:: TASK DATA ::
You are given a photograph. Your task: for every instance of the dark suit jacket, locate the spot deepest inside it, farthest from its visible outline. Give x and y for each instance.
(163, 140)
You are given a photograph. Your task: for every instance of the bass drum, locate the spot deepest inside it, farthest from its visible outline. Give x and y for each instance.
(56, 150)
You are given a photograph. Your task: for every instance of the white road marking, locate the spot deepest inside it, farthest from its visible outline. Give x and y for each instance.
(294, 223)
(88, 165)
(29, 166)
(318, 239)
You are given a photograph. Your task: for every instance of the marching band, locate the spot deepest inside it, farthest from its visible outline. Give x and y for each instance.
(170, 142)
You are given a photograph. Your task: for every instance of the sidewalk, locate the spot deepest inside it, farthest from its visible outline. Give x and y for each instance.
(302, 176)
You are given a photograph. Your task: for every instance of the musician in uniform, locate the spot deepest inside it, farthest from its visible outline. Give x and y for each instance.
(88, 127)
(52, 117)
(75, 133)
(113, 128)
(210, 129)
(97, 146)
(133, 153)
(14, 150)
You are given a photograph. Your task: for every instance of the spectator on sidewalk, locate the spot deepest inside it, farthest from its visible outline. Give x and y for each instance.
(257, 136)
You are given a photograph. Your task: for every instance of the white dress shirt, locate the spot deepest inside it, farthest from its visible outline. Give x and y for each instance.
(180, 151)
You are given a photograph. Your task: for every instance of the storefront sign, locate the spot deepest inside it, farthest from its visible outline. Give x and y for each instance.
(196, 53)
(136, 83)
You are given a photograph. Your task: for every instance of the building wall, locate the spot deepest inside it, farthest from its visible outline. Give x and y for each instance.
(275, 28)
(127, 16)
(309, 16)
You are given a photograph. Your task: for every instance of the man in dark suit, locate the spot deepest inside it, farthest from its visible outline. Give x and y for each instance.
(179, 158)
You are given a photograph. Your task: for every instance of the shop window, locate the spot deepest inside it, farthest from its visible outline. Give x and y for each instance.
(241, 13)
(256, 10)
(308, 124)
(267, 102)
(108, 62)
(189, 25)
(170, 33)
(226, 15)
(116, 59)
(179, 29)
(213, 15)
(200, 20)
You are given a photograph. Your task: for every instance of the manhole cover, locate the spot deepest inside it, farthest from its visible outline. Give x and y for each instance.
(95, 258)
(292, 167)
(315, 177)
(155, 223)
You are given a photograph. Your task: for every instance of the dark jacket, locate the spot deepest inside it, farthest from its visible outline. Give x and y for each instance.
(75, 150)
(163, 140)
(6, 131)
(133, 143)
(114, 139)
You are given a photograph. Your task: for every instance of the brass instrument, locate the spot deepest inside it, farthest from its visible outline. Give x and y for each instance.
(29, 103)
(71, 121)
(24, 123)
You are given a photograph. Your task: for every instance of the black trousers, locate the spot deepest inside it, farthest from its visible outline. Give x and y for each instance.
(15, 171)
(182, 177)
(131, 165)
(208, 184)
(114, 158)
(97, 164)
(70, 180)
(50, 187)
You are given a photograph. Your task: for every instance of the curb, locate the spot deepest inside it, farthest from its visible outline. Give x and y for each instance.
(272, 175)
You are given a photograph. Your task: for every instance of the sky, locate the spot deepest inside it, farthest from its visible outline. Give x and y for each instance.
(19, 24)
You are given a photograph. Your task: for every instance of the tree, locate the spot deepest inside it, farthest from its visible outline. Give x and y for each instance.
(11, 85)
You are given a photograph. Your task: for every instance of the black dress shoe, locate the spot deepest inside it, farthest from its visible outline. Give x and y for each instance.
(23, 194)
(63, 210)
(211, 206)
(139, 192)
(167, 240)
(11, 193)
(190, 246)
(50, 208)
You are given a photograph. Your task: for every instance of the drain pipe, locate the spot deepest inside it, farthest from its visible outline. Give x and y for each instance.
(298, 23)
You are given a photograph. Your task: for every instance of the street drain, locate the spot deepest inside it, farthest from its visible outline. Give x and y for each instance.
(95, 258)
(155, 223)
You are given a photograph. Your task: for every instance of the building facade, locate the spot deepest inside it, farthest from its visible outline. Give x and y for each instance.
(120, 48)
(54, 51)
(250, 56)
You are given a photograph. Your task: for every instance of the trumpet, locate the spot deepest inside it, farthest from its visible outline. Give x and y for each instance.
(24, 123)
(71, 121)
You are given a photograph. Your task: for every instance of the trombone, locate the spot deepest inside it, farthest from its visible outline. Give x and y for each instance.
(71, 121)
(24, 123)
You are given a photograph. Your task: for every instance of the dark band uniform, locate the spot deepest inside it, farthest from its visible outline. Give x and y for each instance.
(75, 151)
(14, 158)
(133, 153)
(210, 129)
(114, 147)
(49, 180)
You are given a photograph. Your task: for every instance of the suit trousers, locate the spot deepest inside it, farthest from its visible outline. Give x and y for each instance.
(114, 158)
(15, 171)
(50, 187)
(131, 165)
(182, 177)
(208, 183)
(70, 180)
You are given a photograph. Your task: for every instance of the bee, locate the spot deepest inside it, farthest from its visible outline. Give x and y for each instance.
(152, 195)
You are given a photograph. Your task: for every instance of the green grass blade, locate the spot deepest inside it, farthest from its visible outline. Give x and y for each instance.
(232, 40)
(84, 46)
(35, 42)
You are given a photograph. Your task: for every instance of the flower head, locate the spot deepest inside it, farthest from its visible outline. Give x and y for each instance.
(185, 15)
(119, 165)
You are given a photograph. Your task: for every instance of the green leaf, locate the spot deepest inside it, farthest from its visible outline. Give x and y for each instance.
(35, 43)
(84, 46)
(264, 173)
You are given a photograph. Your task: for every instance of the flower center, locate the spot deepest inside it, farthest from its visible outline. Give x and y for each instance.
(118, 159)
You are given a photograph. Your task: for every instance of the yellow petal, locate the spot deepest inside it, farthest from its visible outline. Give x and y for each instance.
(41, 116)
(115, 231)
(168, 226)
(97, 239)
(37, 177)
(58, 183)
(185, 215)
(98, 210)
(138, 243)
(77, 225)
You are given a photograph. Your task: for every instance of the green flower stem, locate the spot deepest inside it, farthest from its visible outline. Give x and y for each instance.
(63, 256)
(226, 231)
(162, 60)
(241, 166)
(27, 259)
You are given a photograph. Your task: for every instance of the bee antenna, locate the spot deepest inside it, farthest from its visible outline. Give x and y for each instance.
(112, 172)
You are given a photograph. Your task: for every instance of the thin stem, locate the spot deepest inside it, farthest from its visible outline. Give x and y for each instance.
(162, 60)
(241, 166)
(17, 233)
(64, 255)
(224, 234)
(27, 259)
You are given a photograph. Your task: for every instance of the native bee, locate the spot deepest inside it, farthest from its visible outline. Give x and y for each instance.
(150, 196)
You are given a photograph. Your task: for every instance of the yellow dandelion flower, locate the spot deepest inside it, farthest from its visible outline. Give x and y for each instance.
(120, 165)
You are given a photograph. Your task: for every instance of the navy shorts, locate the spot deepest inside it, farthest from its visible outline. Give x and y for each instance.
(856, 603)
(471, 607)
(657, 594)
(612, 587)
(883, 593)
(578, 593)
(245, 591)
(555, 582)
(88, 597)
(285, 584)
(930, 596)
:::
YOUR INSTRUCTIONS. A faithful copy of all the records is required.

FINISHED EXERCISE.
You are given a photograph. Your task: for every instance of the dark suit jacket, locate the spot deepest inside it, farthest from its visible outline. Give x and y for each instance.
(163, 140)
You are given a photograph. Your task: for every instance of the bass drum, locate the spot deepest inside it, farthest from its visible outline. Give x and y for each instance.
(56, 150)
You are given a photograph. Your task: for every instance of the white road marking, locate the spot deepest inside it, farthest from its visible outline. Give x and y for each instance.
(294, 223)
(88, 165)
(29, 166)
(318, 239)
You are given a photograph. Your task: for every instance of the marching band, locate the spot deepest inside it, farthest from its visible outline. Give x and y for each instance.
(170, 142)
You are given a photograph. Your task: for every instance of the sidewalk, locate the spot deepest inside it, farthest from its visible outline. Give x and y for each instance.
(302, 176)
You are given a photograph. Your task: for every instance of the musician in uniform, locate the spot deepest inside it, farthest from its visible outline. Give x and y for each instance.
(88, 127)
(52, 117)
(75, 133)
(113, 128)
(210, 129)
(97, 146)
(133, 153)
(14, 150)
You are given a photograph. Your task: for every instance of the spectator on sidewalk, locate the spot deepest inside it, farthest from its visible outline. Give x and y for each instance.
(257, 136)
You are given a photograph. Your task: for every instance of the white dress shirt, locate the spot deepest inside it, farthest from its visible outline. Give x and y for each instance.
(180, 151)
You are given a photograph. Your task: for every instance of the storefront sign, locate the spot deepest inside it, farthest from its visible outline. Give x and y for each instance.
(196, 53)
(136, 83)
You are given a photograph. Your task: for every instance of the building wall, locate the spot deepest inside it, farthest from its visible outline. Give x and y for each instance.
(275, 28)
(127, 16)
(309, 16)
You are given a photograph. Your task: for every instance of the man in dark suit, locate the spot deepest inside it, farthest from its visible outline. Give x and y for each instance.
(179, 158)
You are given a photograph. Your task: for every instance of the shop window, locate the spot deepest inside it, farthest from its visible outline. Give x and y for each instance.
(241, 13)
(256, 10)
(308, 124)
(267, 102)
(108, 62)
(189, 25)
(170, 33)
(226, 15)
(116, 59)
(179, 29)
(213, 15)
(200, 20)
You are given a photograph. Your task: for every instance of the manhole cover, locate the spot deepest inside it, farthest from its visible outline. Give x and y for each instance.
(95, 258)
(292, 167)
(315, 177)
(155, 223)
You are given a photograph. Your task: for every instance of the dark jacket, locate the spot deepest inside it, farthest from its visible outline. Give x and y for each instance.
(75, 150)
(163, 140)
(6, 131)
(133, 143)
(114, 139)
You are given a photograph. Your task: for every instance of the brass instrument, locate the spot deepest inside it, farthest from its visible outline. Give x and y for each instance.
(29, 103)
(71, 121)
(24, 123)
You are given a photograph. Your task: for every instance of the black trousers, locate the spot deepest inside it, farthest from its visible outline. Give x and y for each instance.
(15, 171)
(182, 177)
(131, 165)
(208, 184)
(114, 158)
(97, 164)
(70, 180)
(50, 187)
You are given a photograph. Your task: for every instance of the curb, locate the spot deepest inside it, farthest from its visible outline. Give x and y for each instance.
(272, 175)
You are given a photograph. Your task: for every instance of the sky, locate the spot deepest inside it, farthest from its visible outline. Give x and y for each instance.
(19, 24)
You are given a photograph. Your task: for every instance of the tree, locate the spot deepest inside it, farthest from its visible outline. Give x and y for each instance.
(11, 85)
You are given a photograph. Your task: for every instance of the black dress shoe, locate the spot deepest inside it, farthest from its visible outline. Give x and y for each instance.
(23, 194)
(63, 210)
(211, 206)
(139, 192)
(167, 240)
(11, 193)
(190, 246)
(50, 208)
You are given a photograph. Your task: for every instance of the drain pipe, locate the spot deepest inside it, farthest from its visible outline. Give x and y for each instance.
(298, 23)
You are given a photograph. Your task: for every instance of the street drain, locate the spot deepest inside it, farthest from its visible outline. Give x and y for each instance.
(95, 258)
(155, 223)
You are given a photograph. Your task: for every instance of the building facade, locate the spot deepest inside it, farthest from its visible outline. Give x and y for each instance.
(120, 48)
(54, 51)
(250, 56)
You are given a photograph. Your task: for every instance of the trumpet, locate the spot deepest inside it, farthest from its visible outline. Give x and y for each instance.
(24, 123)
(71, 121)
You are given a photograph. Your task: for every instance of the trombone, locate the spot deepest inside it, farthest from its visible outline. Give x and y for each instance.
(71, 121)
(24, 123)
You are given a photograph. Your task: for every instance of the dark band uniform, locate the spot deepest inside it, farthest from its visible outline. Give x and y for each instance.
(75, 151)
(14, 158)
(133, 153)
(210, 129)
(114, 147)
(49, 180)
You are given a photograph. Your task: for every instance of the suit trousers, locate the spot deepest inside it, farthest from its visible outline. Give x and y for each instance.
(114, 158)
(15, 171)
(50, 187)
(131, 165)
(182, 177)
(208, 183)
(70, 180)
You are given a photograph. Your task: for every instance of the bee, locate the spot deepest inside it, farthest from its visible outline. Give x and y for each instance.
(152, 195)
You are given a photograph. Your task: for every instance of the green grass blade, locate the spot deepest inside it, farthest from its visible outline. Give x and y for each instance.
(232, 40)
(84, 46)
(35, 42)
You are given a photograph. Your task: for every instance of the flower head, locate the spot deepest inside it, farthest from its visible outline. Give x and y for each instance.
(185, 15)
(119, 165)
You are given a photograph. Your task: for every instance of the green leaf, locate the spot deepest inside it, farthest from its visible outline. Give x and y for each instance.
(35, 43)
(84, 46)
(264, 173)
You are given a photograph. Your task: for every instance of the flower center, locate the spot deepest inside it, farthest from its visible outline. Give x and y for each instance.
(118, 159)
You are given a photograph. Your task: for every instance of the yellow petal, locate the spot deepest inside it, farthest from its visible outline. Give x and y for each instance.
(41, 116)
(115, 231)
(168, 226)
(97, 239)
(37, 177)
(58, 183)
(185, 215)
(98, 210)
(138, 243)
(77, 225)
You are given a photograph. Your task: for every instance of the green flower stem, locate the spot deepest inside it, farthest from its visible outline. Give x and y for each instance.
(63, 256)
(226, 231)
(162, 60)
(241, 166)
(27, 259)
You are given a photograph. Your task: for every instance of the bee antenna, locate the spot deepest inside it, farthest from its visible outline. Give x and y for each instance.
(112, 172)
You are given a photograph. Your task: for every instance of the thin stem, locate the spot deepest inside it, farthest from its visible outline. Give x and y for each instance.
(162, 60)
(241, 166)
(17, 233)
(64, 255)
(224, 234)
(27, 259)
You are given a photograph. Your task: for every instance of the native bee, locate the spot deepest inside it, farthest from its visible outline. Give x and y for each instance.
(150, 196)
You are given a photograph. Your task: for every instance of the yellow dandelion flower, locate the spot deepest inside it, farthest from its visible outline. Give x and y for each instance.
(120, 165)
You are given a photograph. Your task: for every instance of the navy shorts, locate the spot deepest inside it, farthest from its visible outline. Give x and y for each instance.
(856, 603)
(471, 607)
(657, 594)
(612, 587)
(883, 593)
(578, 593)
(245, 591)
(555, 582)
(88, 597)
(285, 584)
(930, 596)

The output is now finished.